#### Excerpt provided:
** START **

Understanding impact enables informed decision-making about response priorities. If the assessment reveals the vendor only had access to non-sensitive information that was not compromised, the response will differ dramatically from scenarios where customer personal data or trade secrets were exposed. The assessment also identifies what internal systems or processes might be compromised if vendor credentials or access mechanisms were involved in the breach.

Terminating the vendor contract immediately may not be feasible if the vendor provides critical services, and may not be necessary if impact is minimal. Implementing additional controls should follow impact understanding to ensure controls address actual risks. Regulatory notification may be required but depends on understanding what data was compromised and whether notification thresholds are met. Only assessing potential impact provides the information foundation needed for effective risk response decision-making.

Question 77

Which of the following is the PRIMARY benefit of conducting regular risk assessments?

A) Eliminating all organizational risks

B) Maintaining current understanding of the risk landscape

C) Reducing audit costs

D) Guaranteeing compliance with regulations

Answer: B

Explanation:

Maintaining current understanding of the risk landscape is the fundamental benefit of regular risk assessments because organizational risk profiles are dynamic and constantly evolving due to changes in technology, business processes, threat environment, regulatory requirements, and organizational objectives. Regular assessments ensure that risk management strategies remain aligned with the current state of risks rather than becoming outdated and ineffective.

The business environment continuously changes through new technology implementations, process modifications, personnel changes, and evolving business strategies. External factors also shift including emerging threats, new attack techniques, changing regulatory requirements, and market conditions. Without regular reassessment, organizations operate with outdated risk understanding that may miss critical new risks or waste resources addressing risks that are no longer relevant.

Regular risk assessments enable proactive risk management by identifying emerging risks before they materialize into incidents. They reveal whether existing controls remain effective as conditions change, whether risk appetite alignment remains appropriate, and whether new vulnerabilities have been introduced through system changes or new business initiatives. This ongoing visibility supports informed decision-making about resource allocation and control investments.

Eliminating all organizational risks is impossible and not a realistic objective. Reducing audit costs may be a secondary benefit but is not the primary purpose. Guaranteeing compliance is not achievable through risk assessments alone as compliance requires implementing and maintaining appropriate controls. While risk assessments support audit efficiency and compliance efforts, only maintaining current understanding of the risk landscape accurately describes the core benefit of enabling organizations to manage risks based on current rather than historical conditions.

** END **

#### Dataset records:
** START **

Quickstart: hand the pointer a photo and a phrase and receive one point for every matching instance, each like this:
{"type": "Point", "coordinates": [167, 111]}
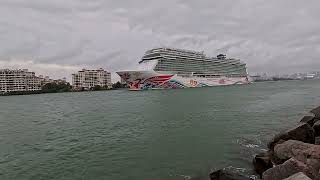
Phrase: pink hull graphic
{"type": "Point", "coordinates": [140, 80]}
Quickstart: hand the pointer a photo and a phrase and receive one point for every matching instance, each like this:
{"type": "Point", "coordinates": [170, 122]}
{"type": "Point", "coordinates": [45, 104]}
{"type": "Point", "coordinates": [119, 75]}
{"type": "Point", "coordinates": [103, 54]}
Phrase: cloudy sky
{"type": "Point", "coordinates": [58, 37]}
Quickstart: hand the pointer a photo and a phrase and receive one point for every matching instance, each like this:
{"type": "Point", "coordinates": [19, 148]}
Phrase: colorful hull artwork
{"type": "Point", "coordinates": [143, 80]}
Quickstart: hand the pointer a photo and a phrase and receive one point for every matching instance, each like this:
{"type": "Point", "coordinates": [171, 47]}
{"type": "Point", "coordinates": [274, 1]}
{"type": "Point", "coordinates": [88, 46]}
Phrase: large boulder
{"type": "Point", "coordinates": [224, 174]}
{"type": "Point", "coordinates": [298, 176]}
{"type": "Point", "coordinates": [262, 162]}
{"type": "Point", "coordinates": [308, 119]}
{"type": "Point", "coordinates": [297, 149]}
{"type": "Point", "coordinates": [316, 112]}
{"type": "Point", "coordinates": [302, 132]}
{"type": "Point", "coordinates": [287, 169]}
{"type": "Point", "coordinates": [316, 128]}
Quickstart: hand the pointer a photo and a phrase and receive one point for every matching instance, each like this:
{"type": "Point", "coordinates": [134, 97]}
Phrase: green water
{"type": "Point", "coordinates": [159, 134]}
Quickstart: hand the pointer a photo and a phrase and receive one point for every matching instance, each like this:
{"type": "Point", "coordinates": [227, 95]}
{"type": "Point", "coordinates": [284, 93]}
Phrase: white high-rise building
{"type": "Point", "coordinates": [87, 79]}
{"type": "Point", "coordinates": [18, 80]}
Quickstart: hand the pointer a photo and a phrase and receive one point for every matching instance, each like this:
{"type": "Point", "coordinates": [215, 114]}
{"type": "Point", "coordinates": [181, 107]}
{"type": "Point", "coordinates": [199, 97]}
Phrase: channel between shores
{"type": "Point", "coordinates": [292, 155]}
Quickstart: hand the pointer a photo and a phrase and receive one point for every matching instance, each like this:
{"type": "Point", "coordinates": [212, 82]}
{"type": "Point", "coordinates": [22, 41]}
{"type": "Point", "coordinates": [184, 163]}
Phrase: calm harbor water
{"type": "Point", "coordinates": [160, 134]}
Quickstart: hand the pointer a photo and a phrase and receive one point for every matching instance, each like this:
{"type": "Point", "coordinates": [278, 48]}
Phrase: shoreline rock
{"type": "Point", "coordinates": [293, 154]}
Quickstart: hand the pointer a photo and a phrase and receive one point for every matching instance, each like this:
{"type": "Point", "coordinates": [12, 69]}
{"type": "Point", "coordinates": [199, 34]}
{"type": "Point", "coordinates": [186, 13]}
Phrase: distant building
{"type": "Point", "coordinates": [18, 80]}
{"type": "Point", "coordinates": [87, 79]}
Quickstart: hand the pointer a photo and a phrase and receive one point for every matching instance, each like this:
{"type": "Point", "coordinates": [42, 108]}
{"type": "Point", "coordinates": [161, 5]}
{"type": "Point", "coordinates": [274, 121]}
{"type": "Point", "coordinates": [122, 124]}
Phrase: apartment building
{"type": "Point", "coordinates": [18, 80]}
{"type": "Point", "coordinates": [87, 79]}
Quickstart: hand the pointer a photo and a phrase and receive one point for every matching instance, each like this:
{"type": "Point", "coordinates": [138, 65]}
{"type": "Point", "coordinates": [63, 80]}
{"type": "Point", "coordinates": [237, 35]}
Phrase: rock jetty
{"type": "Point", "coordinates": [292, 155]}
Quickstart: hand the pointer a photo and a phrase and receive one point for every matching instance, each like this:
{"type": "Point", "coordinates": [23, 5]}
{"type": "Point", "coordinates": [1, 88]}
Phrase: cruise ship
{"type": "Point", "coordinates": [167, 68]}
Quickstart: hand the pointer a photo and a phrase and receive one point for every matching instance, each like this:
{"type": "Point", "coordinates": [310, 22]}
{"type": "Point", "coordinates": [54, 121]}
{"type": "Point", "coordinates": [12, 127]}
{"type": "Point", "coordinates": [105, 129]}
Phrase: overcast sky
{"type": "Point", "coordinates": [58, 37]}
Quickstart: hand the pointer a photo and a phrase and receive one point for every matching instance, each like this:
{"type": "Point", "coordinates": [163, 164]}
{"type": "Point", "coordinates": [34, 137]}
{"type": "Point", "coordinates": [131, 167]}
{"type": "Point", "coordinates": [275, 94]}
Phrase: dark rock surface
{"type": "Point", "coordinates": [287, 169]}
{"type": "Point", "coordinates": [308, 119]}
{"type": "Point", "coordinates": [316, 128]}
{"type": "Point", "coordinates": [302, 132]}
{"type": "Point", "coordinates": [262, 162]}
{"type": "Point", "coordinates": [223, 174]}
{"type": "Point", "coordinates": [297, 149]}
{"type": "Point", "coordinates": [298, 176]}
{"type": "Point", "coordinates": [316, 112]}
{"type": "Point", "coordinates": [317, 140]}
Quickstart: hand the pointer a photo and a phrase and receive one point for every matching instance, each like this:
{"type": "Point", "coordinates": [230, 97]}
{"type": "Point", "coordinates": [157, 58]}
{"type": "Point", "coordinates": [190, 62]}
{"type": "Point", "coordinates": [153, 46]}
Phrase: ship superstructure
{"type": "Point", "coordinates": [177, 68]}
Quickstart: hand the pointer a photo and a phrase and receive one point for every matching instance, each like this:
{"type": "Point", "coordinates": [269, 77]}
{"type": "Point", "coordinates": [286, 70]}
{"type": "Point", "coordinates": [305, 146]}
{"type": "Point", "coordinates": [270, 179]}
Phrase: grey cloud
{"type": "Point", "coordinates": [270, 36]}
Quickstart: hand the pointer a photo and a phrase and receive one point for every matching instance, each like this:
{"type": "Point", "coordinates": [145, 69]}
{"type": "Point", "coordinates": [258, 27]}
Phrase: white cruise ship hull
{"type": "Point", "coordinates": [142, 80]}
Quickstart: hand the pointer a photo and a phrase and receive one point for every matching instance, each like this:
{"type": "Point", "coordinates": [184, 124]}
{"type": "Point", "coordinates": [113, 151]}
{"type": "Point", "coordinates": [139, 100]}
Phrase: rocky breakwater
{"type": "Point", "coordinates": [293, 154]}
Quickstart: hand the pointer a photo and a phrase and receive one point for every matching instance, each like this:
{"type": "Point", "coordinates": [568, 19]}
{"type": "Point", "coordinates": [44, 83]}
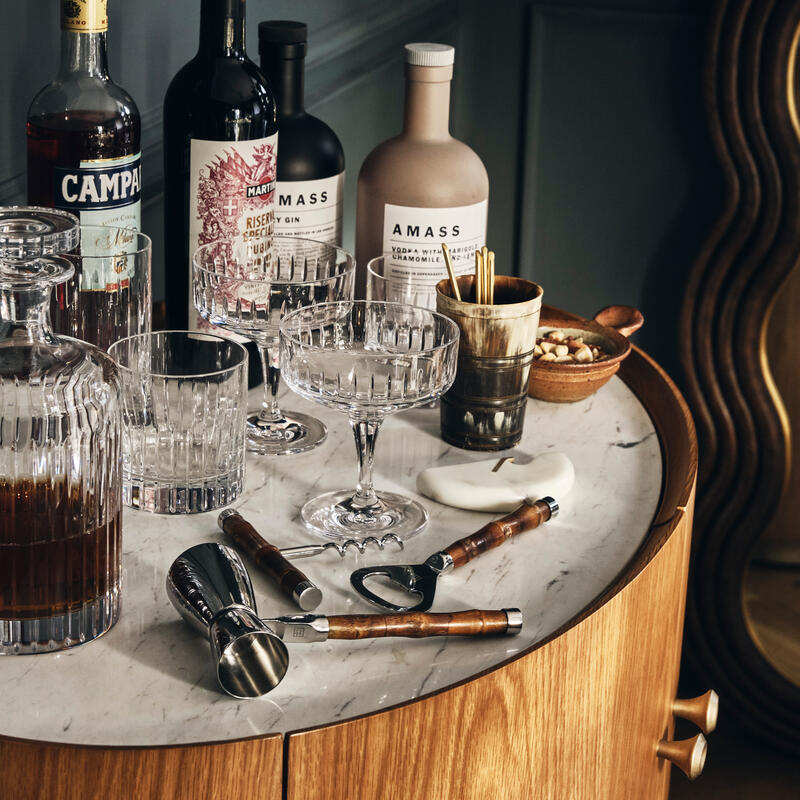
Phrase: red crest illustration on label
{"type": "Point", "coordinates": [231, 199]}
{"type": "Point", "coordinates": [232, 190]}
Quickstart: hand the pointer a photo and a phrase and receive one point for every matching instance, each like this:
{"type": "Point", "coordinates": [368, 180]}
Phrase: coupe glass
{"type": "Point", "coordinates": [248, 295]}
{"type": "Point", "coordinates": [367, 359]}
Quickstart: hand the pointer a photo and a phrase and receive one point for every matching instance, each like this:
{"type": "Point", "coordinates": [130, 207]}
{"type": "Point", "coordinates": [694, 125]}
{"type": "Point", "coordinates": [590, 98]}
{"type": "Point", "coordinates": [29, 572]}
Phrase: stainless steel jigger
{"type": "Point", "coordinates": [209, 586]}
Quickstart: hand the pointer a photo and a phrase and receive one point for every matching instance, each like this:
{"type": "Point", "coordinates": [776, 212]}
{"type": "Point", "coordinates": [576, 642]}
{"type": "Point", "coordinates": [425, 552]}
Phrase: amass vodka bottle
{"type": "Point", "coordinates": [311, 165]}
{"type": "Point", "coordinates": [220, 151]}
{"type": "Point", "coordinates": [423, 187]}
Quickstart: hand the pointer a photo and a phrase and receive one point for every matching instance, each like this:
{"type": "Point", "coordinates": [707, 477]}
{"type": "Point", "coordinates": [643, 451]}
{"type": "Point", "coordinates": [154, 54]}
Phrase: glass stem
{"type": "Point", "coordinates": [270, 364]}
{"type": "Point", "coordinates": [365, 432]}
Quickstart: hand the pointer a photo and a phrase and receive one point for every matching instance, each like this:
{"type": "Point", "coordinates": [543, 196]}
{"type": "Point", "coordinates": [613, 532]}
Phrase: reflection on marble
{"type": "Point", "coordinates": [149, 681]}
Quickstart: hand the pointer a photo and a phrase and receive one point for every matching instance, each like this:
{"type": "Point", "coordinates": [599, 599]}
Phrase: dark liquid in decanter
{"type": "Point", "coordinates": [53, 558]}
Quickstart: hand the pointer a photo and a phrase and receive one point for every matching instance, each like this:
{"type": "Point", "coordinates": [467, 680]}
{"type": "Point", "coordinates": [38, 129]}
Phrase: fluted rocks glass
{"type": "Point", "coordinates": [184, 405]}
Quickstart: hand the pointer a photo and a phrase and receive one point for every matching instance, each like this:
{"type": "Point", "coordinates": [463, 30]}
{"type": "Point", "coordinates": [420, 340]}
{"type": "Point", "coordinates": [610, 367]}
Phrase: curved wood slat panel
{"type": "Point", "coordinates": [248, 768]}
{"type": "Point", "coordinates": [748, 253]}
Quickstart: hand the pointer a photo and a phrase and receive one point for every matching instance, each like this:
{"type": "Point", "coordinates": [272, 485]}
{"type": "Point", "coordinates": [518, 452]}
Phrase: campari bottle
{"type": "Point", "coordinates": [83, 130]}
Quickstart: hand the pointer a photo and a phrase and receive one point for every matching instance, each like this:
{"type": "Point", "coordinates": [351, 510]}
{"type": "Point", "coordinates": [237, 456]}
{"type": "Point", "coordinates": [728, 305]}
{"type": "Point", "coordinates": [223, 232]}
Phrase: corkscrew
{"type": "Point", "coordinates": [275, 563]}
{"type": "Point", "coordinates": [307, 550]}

** END **

#### Required tasks:
#1 Pick out every line in the entries that contains the string "cruise". Matching is case-sensitive.
#2 Continue the text on vendor breaches and risk assessments from its last sentence.

#### Outputs for the tasks:
#1
Phrase: cruise ship
Phrase: white cruise ship hull

#2
Question 78

An organization is implementing a new cloud-based application. What is the MOST important consideration when evaluating associated risks?

A) The cost of the cloud service

B) Data classification and sensitivity

C) The vendor’s marketing materials

D) The number of users

Answer: B

Explanation:

Data classification and sensitivity represents the most important consideration when evaluating cloud application risks because the appropriate security controls, contractual provisions, and risk acceptance decisions fundamentally depend on the nature and value of data being stored or processed in the cloud. Different data types carry different regulatory requirements, business impacts if compromised, and acceptable risk levels that must guide the risk assessment process.

Understanding data classification drives critical decisions about cloud deployment models, encryption requirements, data residency restrictions, access controls, and vendor selection criteria. Highly sensitive data such as customer personal information, payment card data, or trade secrets requires stringent security controls, comprehensive vendor due diligence, and potentially precludes certain cloud deployment options. Less sensitive data may be suitable for public cloud platforms with standard security controls.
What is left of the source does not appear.